# start of Dataset content

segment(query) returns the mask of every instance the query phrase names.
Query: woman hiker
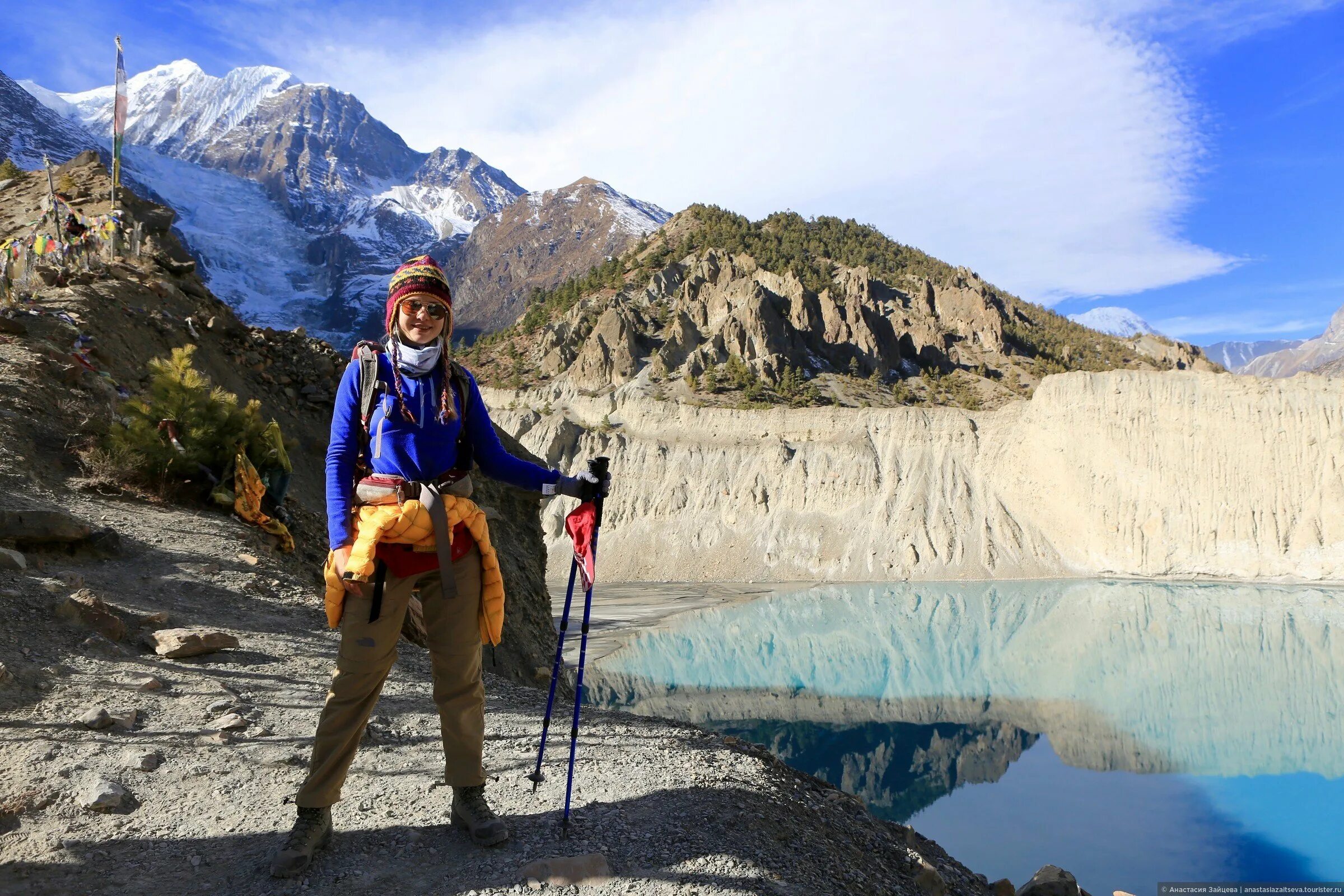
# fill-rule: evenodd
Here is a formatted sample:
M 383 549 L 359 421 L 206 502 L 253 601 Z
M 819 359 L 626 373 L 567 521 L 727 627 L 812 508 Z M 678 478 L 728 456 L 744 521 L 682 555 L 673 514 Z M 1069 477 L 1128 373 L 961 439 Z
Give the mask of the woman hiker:
M 492 478 L 543 494 L 591 500 L 599 484 L 589 473 L 560 476 L 559 470 L 519 459 L 504 450 L 491 426 L 476 380 L 448 357 L 453 334 L 453 300 L 444 271 L 429 255 L 413 258 L 392 274 L 387 289 L 387 339 L 382 351 L 362 349 L 363 361 L 345 368 L 332 414 L 327 449 L 327 514 L 331 539 L 328 594 L 335 600 L 328 618 L 340 621 L 341 639 L 331 690 L 317 723 L 308 778 L 294 802 L 298 819 L 271 861 L 271 875 L 293 877 L 312 862 L 313 853 L 331 840 L 331 806 L 355 759 L 364 724 L 378 701 L 387 672 L 396 658 L 411 592 L 418 590 L 433 662 L 434 703 L 444 735 L 445 783 L 453 787 L 452 819 L 466 827 L 480 845 L 508 838 L 504 822 L 485 802 L 485 689 L 481 682 L 481 641 L 503 619 L 503 588 L 488 533 L 480 543 L 469 527 L 452 527 L 452 580 L 444 586 L 441 557 L 449 548 L 435 537 L 434 549 L 379 543 L 372 583 L 351 576 L 351 551 L 359 532 L 352 516 L 367 510 L 398 513 L 438 502 L 434 529 L 445 525 L 442 508 L 457 509 L 452 481 L 474 461 Z M 359 355 L 360 352 L 356 352 Z M 376 368 L 372 361 L 376 360 Z M 360 371 L 376 369 L 376 384 L 362 384 Z M 360 387 L 366 387 L 362 395 Z M 372 386 L 374 391 L 367 388 Z M 372 412 L 362 420 L 362 406 Z M 464 422 L 465 418 L 465 422 Z M 461 457 L 468 454 L 470 459 Z M 356 470 L 364 478 L 356 485 Z M 442 493 L 442 496 L 439 496 Z M 402 504 L 402 500 L 406 500 Z M 356 505 L 387 505 L 360 508 Z M 484 527 L 484 514 L 473 524 Z M 419 508 L 423 510 L 423 508 Z M 423 514 L 423 513 L 422 513 Z M 433 510 L 427 516 L 434 516 Z M 497 598 L 487 619 L 482 603 L 482 549 L 488 553 L 485 583 Z M 358 562 L 358 559 L 356 559 Z M 337 583 L 339 578 L 339 583 Z M 456 586 L 456 588 L 453 587 Z M 344 588 L 344 594 L 341 592 Z M 454 594 L 456 591 L 456 594 Z M 488 603 L 489 600 L 487 600 Z

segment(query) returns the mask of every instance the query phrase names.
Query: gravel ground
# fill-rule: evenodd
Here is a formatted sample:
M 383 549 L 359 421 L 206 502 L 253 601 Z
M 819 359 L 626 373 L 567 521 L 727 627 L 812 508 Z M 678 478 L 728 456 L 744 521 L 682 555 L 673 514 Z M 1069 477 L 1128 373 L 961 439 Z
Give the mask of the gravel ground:
M 30 555 L 43 568 L 9 574 L 0 587 L 0 662 L 13 674 L 0 685 L 0 892 L 527 892 L 530 861 L 585 853 L 602 853 L 612 869 L 585 885 L 591 893 L 988 892 L 937 845 L 762 748 L 617 712 L 585 711 L 562 838 L 567 725 L 555 725 L 548 779 L 534 795 L 526 775 L 546 692 L 493 674 L 485 760 L 497 780 L 488 794 L 512 837 L 476 848 L 448 823 L 429 657 L 406 642 L 333 809 L 331 848 L 306 877 L 276 881 L 266 866 L 293 819 L 284 798 L 302 779 L 336 652 L 313 571 L 269 553 L 255 529 L 223 514 L 65 500 L 113 525 L 124 551 L 110 560 Z M 90 639 L 54 615 L 81 586 L 132 625 L 167 613 L 169 626 L 216 627 L 239 647 L 165 660 L 134 633 Z M 144 674 L 164 686 L 138 690 Z M 138 719 L 130 731 L 74 723 L 93 707 Z M 212 743 L 208 725 L 228 712 L 246 729 Z M 145 751 L 161 754 L 157 768 L 126 767 Z M 126 805 L 85 809 L 103 779 L 129 791 Z

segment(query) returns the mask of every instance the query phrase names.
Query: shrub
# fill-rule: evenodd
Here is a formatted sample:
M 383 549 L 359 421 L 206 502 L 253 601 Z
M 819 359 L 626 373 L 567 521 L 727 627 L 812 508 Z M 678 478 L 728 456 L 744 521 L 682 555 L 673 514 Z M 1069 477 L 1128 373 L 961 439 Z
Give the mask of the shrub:
M 265 451 L 261 403 L 239 407 L 238 396 L 212 386 L 192 367 L 195 345 L 175 348 L 172 357 L 149 361 L 149 392 L 121 404 L 94 459 L 138 474 L 142 485 L 160 490 L 167 480 L 188 480 L 207 467 L 222 476 L 242 447 L 250 457 Z M 168 427 L 177 433 L 173 445 Z

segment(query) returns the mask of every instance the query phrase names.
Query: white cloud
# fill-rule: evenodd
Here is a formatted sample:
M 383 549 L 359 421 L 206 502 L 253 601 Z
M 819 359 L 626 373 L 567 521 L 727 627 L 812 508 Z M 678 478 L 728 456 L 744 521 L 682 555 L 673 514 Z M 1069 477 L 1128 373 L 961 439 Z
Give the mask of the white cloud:
M 1235 263 L 1180 235 L 1198 109 L 1160 48 L 1094 7 L 586 5 L 288 46 L 413 146 L 466 146 L 530 188 L 591 175 L 671 210 L 852 216 L 1044 301 Z

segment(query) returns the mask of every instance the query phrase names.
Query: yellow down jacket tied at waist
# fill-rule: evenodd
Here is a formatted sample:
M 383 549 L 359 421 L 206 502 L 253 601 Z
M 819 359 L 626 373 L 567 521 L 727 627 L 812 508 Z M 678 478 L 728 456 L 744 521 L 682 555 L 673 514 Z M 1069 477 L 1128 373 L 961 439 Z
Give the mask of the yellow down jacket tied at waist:
M 449 529 L 465 523 L 481 552 L 481 643 L 496 645 L 504 630 L 504 576 L 500 574 L 500 562 L 491 544 L 485 512 L 473 501 L 454 494 L 444 494 L 441 500 Z M 351 579 L 370 582 L 374 578 L 376 564 L 374 552 L 379 541 L 410 544 L 415 551 L 434 551 L 434 523 L 429 510 L 415 500 L 360 506 L 355 513 L 355 544 L 349 552 L 349 563 L 345 564 L 345 572 Z M 445 570 L 442 575 L 452 572 Z M 341 587 L 329 552 L 323 576 L 327 580 L 327 625 L 335 629 L 340 625 L 345 588 Z

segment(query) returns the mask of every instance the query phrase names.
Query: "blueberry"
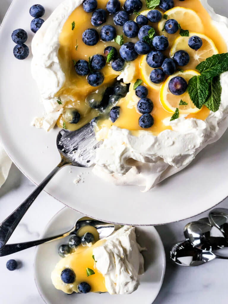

# end of Dataset content

Extract every line in the rows above that contains the string "ground", treating uppercase and lowercase as distinct.

Query: gravel ground
Give the mask of the gravel ground:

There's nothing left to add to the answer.